____ DATA SHOWN
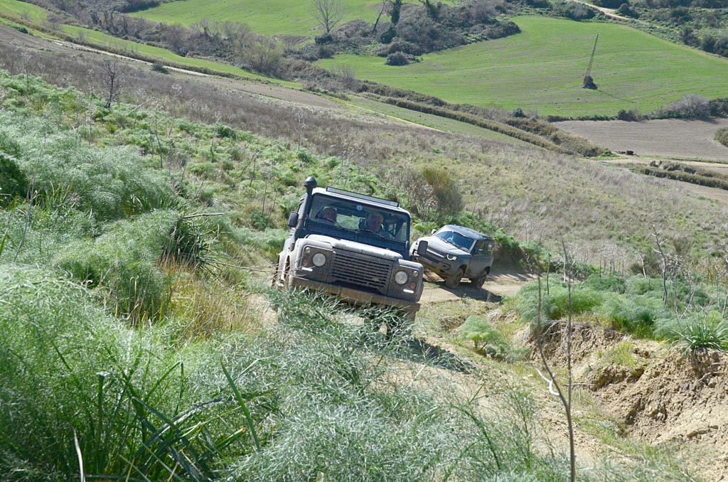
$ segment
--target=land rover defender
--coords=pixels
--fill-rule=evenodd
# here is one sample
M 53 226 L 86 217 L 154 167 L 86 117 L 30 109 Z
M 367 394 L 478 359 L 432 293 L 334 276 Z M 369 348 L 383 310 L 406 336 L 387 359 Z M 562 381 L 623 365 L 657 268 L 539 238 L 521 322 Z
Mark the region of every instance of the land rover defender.
M 313 177 L 304 186 L 298 210 L 288 218 L 290 234 L 274 283 L 355 304 L 397 307 L 414 318 L 423 268 L 409 260 L 410 213 L 394 201 L 317 187 Z

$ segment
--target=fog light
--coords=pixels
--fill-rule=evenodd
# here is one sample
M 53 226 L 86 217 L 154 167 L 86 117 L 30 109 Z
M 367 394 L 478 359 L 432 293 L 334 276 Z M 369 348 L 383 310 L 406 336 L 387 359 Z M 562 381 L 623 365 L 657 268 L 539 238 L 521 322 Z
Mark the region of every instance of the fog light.
M 317 253 L 314 255 L 313 261 L 315 266 L 320 268 L 326 264 L 326 256 L 323 253 Z

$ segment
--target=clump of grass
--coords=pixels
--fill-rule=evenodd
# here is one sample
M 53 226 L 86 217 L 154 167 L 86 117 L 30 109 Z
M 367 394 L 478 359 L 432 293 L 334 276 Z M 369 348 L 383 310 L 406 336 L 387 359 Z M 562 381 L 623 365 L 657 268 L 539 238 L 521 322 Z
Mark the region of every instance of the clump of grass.
M 572 286 L 571 294 L 567 285 L 555 281 L 552 277 L 548 291 L 545 283 L 539 287 L 537 283 L 526 285 L 519 291 L 519 311 L 523 319 L 531 323 L 540 319 L 541 323 L 548 323 L 565 317 L 569 313 L 579 315 L 593 310 L 602 301 L 600 293 L 589 288 Z M 539 313 L 539 291 L 541 290 L 541 312 Z
M 728 349 L 728 323 L 720 313 L 711 312 L 705 317 L 679 323 L 670 338 L 684 355 L 708 349 L 725 351 Z
M 457 331 L 460 339 L 472 341 L 476 352 L 493 358 L 506 359 L 513 352 L 503 334 L 480 317 L 467 317 Z
M 82 211 L 108 221 L 160 208 L 175 197 L 164 172 L 144 167 L 135 149 L 79 144 L 68 133 L 7 112 L 0 112 L 0 125 L 16 139 L 17 163 L 34 180 L 47 208 L 71 199 Z
M 252 430 L 266 437 L 266 379 L 249 372 L 267 355 L 239 337 L 171 350 L 170 328 L 130 331 L 85 288 L 28 267 L 0 265 L 0 299 L 3 473 L 68 480 L 82 463 L 100 478 L 210 479 L 231 451 L 255 450 Z
M 114 313 L 138 323 L 159 319 L 169 304 L 171 280 L 158 263 L 175 244 L 178 215 L 157 211 L 111 224 L 95 240 L 78 241 L 55 264 L 95 288 Z
M 725 127 L 716 131 L 713 138 L 726 147 L 728 147 L 728 129 Z

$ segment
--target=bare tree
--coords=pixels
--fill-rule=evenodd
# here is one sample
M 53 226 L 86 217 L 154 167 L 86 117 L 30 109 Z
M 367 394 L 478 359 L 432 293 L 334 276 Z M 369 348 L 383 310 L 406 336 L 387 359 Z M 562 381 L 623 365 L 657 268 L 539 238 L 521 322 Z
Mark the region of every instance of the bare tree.
M 374 25 L 371 28 L 371 34 L 373 35 L 374 32 L 376 31 L 376 26 L 379 25 L 379 19 L 384 15 L 384 11 L 387 9 L 387 6 L 389 4 L 389 0 L 381 0 L 381 8 L 379 9 L 379 15 L 376 16 L 376 20 L 374 22 Z
M 344 17 L 341 0 L 313 0 L 314 16 L 323 29 L 324 35 L 328 35 L 341 21 Z
M 124 68 L 123 65 L 116 59 L 104 60 L 101 68 L 106 74 L 103 87 L 106 92 L 106 108 L 109 108 L 111 103 L 119 98 L 124 81 Z
M 550 365 L 549 364 L 548 360 L 546 357 L 546 355 L 544 352 L 544 339 L 553 333 L 555 330 L 561 329 L 561 323 L 556 322 L 547 325 L 544 329 L 542 320 L 541 318 L 541 312 L 543 305 L 543 300 L 542 298 L 542 291 L 541 291 L 541 269 L 540 262 L 537 261 L 537 269 L 539 269 L 538 272 L 538 283 L 539 283 L 539 301 L 538 301 L 538 308 L 537 312 L 536 317 L 536 327 L 534 330 L 534 336 L 536 338 L 536 346 L 538 349 L 539 356 L 541 358 L 541 363 L 546 371 L 547 376 L 545 376 L 540 371 L 537 369 L 539 375 L 544 379 L 549 384 L 549 392 L 551 395 L 556 395 L 558 397 L 559 400 L 561 400 L 561 404 L 563 406 L 563 409 L 565 414 L 566 416 L 566 426 L 569 430 L 569 467 L 570 467 L 570 477 L 569 480 L 574 482 L 577 479 L 577 455 L 576 455 L 576 446 L 574 443 L 574 419 L 572 418 L 572 411 L 571 411 L 571 401 L 572 401 L 572 373 L 571 373 L 571 341 L 574 336 L 574 323 L 573 323 L 573 314 L 574 307 L 571 304 L 571 269 L 573 268 L 573 260 L 571 259 L 569 256 L 569 251 L 566 250 L 566 245 L 563 240 L 561 240 L 561 248 L 563 250 L 563 266 L 564 266 L 564 282 L 566 283 L 566 287 L 569 290 L 568 291 L 568 301 L 567 307 L 569 309 L 569 318 L 566 321 L 566 333 L 564 333 L 566 339 L 566 390 L 564 391 L 563 388 L 559 384 L 556 378 L 556 374 L 552 369 Z M 548 274 L 547 274 L 547 277 Z M 548 278 L 547 277 L 547 281 Z
M 668 256 L 662 248 L 662 243 L 665 240 L 662 237 L 662 233 L 657 232 L 657 229 L 652 226 L 652 236 L 654 237 L 654 242 L 657 245 L 657 249 L 652 250 L 660 254 L 662 258 L 662 304 L 668 304 Z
________
• **TASK OBJECTIVE**: Update the lines above by replacing "Mark the region" with "Outline the area" wherever it occurs, leaving everything else unchanged. Give the lines back without the pictures.

• **SOLVED PROBLEM**:
$ segment
--target=land rover defender
--coords=pixels
--fill-rule=evenodd
# here is one sample
M 53 226 L 86 217 L 154 167 L 86 117 L 30 109 Z
M 367 394 L 478 359 L 432 293 L 334 276 Z M 369 348 L 383 310 L 406 336 L 387 359 Z M 562 381 L 623 365 L 657 268 L 539 238 L 521 322 Z
Outline the area of every instance of the land rover defender.
M 313 177 L 304 186 L 298 210 L 288 218 L 290 234 L 274 283 L 355 304 L 397 307 L 414 318 L 423 268 L 409 260 L 410 213 L 394 201 L 317 187 Z

$ segment
--target=fog light
--coords=pixels
--fill-rule=evenodd
# here is one sample
M 53 226 L 86 217 L 154 167 L 86 117 L 30 109 Z
M 367 394 L 478 359 L 432 293 L 334 276 Z M 369 348 L 383 310 L 406 336 L 387 359 Z M 562 381 L 623 365 L 657 268 L 539 238 L 521 322 Z
Outline the area of every instance of the fog light.
M 317 253 L 314 255 L 313 261 L 315 266 L 320 268 L 326 264 L 326 256 L 323 253 Z

$ segment
--target=clump of grass
--coords=pixels
--fill-rule=evenodd
# here is one sample
M 53 226 L 86 217 L 154 167 L 86 117 L 30 109 Z
M 367 394 L 478 359 L 432 293 L 334 276 Z M 369 348 L 383 310 L 406 336 L 387 359 Z M 562 381 L 623 365 L 657 268 L 539 238 L 521 322 Z
Outline the area of every instance of the clump of grass.
M 572 286 L 571 294 L 567 285 L 555 281 L 552 277 L 548 291 L 545 283 L 539 287 L 537 283 L 526 285 L 519 291 L 519 311 L 523 319 L 531 323 L 540 319 L 541 323 L 548 323 L 565 317 L 569 313 L 579 315 L 593 310 L 602 301 L 600 293 L 589 288 Z M 539 313 L 539 291 L 541 290 L 541 312 Z
M 728 349 L 728 323 L 720 313 L 711 312 L 705 317 L 679 323 L 670 338 L 684 355 L 708 349 L 725 351 Z
M 457 331 L 460 339 L 472 341 L 476 352 L 493 358 L 506 359 L 513 352 L 503 334 L 480 317 L 467 317 Z
M 82 211 L 108 221 L 160 208 L 175 197 L 164 172 L 144 167 L 135 149 L 79 144 L 68 133 L 7 112 L 0 112 L 0 125 L 16 139 L 17 163 L 34 180 L 47 208 L 71 199 Z
M 252 430 L 266 437 L 266 379 L 249 372 L 267 355 L 239 337 L 171 350 L 170 328 L 130 331 L 85 288 L 28 267 L 0 265 L 0 299 L 3 473 L 68 480 L 82 463 L 100 478 L 210 479 L 231 451 L 255 450 Z
M 114 313 L 138 323 L 159 319 L 169 304 L 171 280 L 158 263 L 175 244 L 178 215 L 157 211 L 111 224 L 95 240 L 78 241 L 55 264 L 95 288 Z
M 725 127 L 716 131 L 713 138 L 726 147 L 728 147 L 728 129 Z

$ segment
--target=bare tree
--coords=pixels
--fill-rule=evenodd
# here is one sample
M 53 226 L 86 217 L 154 167 L 86 117 L 30 109 Z
M 367 394 L 478 359 L 432 293 L 334 276 Z M 369 348 L 383 310 L 406 336 L 387 359 Z M 562 381 L 623 365 L 657 268 L 539 238 L 521 322 Z
Outline the area of every instance of the bare tree.
M 374 25 L 371 28 L 371 34 L 373 35 L 374 32 L 376 31 L 376 26 L 379 25 L 379 19 L 384 15 L 384 11 L 387 9 L 387 6 L 389 4 L 389 0 L 381 0 L 381 8 L 379 9 L 379 15 L 376 16 L 376 20 L 374 22 Z
M 344 17 L 341 0 L 313 0 L 314 16 L 323 29 L 324 35 L 328 35 L 341 21 Z
M 124 68 L 123 65 L 116 59 L 104 60 L 101 68 L 106 74 L 103 87 L 106 92 L 106 108 L 109 108 L 111 103 L 119 98 L 124 81 Z
M 550 365 L 549 364 L 548 360 L 546 357 L 546 355 L 544 352 L 544 339 L 553 333 L 555 330 L 561 329 L 561 323 L 556 322 L 547 325 L 544 329 L 542 320 L 541 318 L 541 312 L 543 305 L 543 300 L 542 298 L 542 291 L 541 291 L 541 269 L 540 262 L 537 261 L 537 269 L 539 269 L 538 272 L 538 283 L 539 283 L 539 301 L 538 301 L 538 308 L 537 312 L 536 317 L 536 327 L 534 330 L 534 336 L 536 338 L 536 346 L 538 349 L 539 356 L 541 358 L 541 363 L 546 371 L 547 376 L 545 376 L 540 371 L 537 369 L 539 375 L 544 379 L 549 384 L 549 392 L 551 395 L 556 395 L 558 397 L 559 400 L 561 400 L 561 404 L 563 406 L 563 409 L 565 414 L 566 416 L 566 426 L 569 430 L 569 467 L 570 467 L 570 477 L 569 480 L 574 482 L 577 479 L 577 455 L 576 455 L 576 446 L 574 443 L 574 419 L 572 418 L 572 411 L 571 411 L 571 401 L 572 401 L 572 373 L 571 373 L 571 341 L 574 336 L 574 323 L 573 323 L 573 314 L 574 307 L 571 304 L 571 269 L 573 268 L 573 260 L 571 259 L 569 256 L 569 251 L 566 250 L 566 245 L 563 240 L 561 240 L 561 248 L 563 250 L 563 266 L 564 266 L 564 282 L 566 283 L 566 287 L 569 290 L 568 291 L 568 301 L 567 307 L 569 309 L 569 318 L 566 321 L 566 333 L 564 333 L 566 339 L 566 390 L 564 391 L 563 388 L 559 384 L 556 378 L 556 374 L 552 369 Z M 548 274 L 547 274 L 547 277 Z M 548 278 L 547 277 L 547 281 Z
M 668 256 L 662 248 L 662 243 L 665 240 L 662 237 L 662 233 L 657 232 L 657 229 L 652 226 L 652 236 L 654 237 L 654 242 L 657 245 L 657 249 L 652 250 L 660 254 L 662 258 L 662 304 L 668 304 Z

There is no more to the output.